Work request:
Given the listing below, write out exactly the lines starting with the line that has "Query: rocky outcrop" and going on through the line that has "like (216, 408).", both kept.
Start of Block
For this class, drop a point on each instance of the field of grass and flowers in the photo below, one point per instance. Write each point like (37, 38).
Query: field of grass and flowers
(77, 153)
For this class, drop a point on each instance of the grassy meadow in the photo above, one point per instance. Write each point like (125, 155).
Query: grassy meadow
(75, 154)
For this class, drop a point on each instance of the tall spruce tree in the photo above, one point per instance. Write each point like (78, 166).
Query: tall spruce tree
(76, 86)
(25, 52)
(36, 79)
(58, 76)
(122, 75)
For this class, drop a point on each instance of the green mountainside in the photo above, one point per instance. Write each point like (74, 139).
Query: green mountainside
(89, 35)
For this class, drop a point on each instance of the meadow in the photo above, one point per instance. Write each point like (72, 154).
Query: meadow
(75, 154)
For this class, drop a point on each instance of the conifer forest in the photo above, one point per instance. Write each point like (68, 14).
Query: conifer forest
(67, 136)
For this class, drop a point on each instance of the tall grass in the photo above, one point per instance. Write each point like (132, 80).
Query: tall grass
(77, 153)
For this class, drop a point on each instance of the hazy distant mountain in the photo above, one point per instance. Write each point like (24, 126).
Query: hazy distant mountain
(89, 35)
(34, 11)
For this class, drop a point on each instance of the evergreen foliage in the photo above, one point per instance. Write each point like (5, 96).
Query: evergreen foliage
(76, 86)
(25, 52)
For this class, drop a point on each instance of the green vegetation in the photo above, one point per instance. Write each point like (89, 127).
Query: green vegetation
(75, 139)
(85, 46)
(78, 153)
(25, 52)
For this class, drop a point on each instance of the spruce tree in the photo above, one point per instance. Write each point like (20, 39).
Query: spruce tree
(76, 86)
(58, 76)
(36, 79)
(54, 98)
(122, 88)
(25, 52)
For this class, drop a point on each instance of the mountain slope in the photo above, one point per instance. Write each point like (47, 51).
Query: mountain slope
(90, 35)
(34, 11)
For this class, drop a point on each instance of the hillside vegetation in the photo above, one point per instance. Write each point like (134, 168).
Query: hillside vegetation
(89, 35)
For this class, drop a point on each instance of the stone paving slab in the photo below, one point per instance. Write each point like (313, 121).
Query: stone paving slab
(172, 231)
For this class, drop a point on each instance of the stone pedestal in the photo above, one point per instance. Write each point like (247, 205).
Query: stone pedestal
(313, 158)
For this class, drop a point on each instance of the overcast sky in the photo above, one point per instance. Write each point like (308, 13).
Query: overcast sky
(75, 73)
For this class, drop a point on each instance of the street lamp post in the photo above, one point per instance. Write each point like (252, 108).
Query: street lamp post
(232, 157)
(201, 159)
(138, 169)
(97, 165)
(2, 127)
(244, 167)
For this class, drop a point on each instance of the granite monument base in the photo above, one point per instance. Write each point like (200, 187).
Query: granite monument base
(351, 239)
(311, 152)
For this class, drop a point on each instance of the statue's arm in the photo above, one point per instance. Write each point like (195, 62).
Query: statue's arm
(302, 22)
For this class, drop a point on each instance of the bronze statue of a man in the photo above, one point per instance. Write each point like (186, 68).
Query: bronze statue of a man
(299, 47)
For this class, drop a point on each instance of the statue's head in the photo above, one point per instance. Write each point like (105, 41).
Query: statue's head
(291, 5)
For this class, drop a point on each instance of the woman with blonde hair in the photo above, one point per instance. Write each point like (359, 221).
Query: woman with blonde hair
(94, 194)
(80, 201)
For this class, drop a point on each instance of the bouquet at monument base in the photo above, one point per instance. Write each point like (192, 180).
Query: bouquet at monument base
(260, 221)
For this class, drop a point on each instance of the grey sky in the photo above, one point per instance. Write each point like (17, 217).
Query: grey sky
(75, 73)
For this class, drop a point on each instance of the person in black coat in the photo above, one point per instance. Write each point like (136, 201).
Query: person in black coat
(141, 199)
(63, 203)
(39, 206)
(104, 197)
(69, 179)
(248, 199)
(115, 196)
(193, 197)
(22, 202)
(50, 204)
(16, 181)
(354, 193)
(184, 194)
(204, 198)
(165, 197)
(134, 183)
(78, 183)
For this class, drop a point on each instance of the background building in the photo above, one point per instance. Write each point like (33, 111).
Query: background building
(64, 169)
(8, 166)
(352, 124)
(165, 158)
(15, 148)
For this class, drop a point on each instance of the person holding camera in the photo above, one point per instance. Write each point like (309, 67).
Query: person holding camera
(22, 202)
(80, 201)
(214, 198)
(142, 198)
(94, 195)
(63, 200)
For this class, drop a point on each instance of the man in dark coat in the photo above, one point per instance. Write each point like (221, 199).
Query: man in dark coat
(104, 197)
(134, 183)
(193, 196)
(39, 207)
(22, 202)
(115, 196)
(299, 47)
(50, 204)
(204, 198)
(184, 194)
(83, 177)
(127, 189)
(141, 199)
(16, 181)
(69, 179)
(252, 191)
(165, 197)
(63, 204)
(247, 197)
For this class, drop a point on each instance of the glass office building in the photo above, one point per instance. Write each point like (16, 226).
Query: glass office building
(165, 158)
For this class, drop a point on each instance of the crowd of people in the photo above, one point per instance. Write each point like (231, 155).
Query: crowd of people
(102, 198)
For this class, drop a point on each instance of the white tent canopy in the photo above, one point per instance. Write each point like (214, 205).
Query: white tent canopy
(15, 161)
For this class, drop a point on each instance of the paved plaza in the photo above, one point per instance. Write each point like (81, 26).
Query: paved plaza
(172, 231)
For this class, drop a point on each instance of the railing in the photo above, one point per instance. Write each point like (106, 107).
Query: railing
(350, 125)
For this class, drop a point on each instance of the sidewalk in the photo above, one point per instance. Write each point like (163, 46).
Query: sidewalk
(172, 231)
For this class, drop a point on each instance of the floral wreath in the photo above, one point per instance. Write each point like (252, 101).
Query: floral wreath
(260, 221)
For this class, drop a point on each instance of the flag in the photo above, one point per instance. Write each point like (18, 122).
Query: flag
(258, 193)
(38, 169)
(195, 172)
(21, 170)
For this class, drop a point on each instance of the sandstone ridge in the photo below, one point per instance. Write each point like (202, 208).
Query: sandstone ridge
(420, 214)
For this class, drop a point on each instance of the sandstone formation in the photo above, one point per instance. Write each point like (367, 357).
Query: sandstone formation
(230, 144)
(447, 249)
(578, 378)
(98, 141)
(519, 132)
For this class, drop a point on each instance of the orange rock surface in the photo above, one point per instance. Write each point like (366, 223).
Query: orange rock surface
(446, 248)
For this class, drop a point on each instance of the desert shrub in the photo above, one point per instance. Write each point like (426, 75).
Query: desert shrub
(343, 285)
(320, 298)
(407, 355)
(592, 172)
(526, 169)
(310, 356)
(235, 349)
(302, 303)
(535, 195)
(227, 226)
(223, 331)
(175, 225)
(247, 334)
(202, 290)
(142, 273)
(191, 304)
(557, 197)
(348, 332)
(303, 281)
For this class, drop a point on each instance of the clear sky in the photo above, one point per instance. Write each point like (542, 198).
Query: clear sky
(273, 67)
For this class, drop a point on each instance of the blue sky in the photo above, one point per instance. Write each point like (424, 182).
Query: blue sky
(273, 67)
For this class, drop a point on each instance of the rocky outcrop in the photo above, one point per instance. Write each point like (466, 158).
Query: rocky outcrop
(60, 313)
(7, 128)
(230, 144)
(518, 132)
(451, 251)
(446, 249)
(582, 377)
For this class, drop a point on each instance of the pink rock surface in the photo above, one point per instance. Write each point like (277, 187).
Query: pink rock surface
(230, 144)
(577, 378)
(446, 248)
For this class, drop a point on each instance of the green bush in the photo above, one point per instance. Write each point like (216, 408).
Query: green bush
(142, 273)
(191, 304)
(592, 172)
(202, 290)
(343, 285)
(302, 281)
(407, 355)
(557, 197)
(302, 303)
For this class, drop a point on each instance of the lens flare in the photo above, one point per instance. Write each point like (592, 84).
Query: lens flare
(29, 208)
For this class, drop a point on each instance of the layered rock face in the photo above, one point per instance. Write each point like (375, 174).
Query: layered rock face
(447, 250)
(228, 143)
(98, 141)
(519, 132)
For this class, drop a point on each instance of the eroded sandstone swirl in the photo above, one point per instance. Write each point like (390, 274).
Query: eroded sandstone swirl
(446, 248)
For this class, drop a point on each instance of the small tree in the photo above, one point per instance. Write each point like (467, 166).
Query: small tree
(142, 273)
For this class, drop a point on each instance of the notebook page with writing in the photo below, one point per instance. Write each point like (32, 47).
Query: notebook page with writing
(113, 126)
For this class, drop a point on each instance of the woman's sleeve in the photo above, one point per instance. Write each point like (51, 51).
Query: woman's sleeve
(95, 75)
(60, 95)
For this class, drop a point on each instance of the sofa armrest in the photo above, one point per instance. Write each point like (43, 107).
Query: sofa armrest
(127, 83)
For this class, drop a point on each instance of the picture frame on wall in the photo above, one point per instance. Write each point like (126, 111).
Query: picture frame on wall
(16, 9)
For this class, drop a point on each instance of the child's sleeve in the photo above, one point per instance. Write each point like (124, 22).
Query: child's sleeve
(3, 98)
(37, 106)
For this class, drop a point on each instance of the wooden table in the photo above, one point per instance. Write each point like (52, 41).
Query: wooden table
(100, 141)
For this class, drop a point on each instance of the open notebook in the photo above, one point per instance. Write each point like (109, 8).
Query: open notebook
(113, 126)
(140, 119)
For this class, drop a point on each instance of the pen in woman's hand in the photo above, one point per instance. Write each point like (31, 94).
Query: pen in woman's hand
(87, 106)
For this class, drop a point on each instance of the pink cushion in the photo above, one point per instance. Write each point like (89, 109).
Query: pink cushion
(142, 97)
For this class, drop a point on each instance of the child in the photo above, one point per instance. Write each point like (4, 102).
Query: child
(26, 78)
End of Block
Solution below:
Query: rocky outcrop
(60, 313)
(7, 128)
(230, 144)
(518, 132)
(451, 251)
(446, 249)
(582, 377)
For this class, drop a point on each instance of the pink rock surface in the photo above, one point per instance. Write each point like (277, 187).
Query: pink rock surface
(230, 144)
(577, 378)
(446, 248)
For this class, drop a point on each instance of the green bush in the photo above, one point per instance. Write each point like (216, 408).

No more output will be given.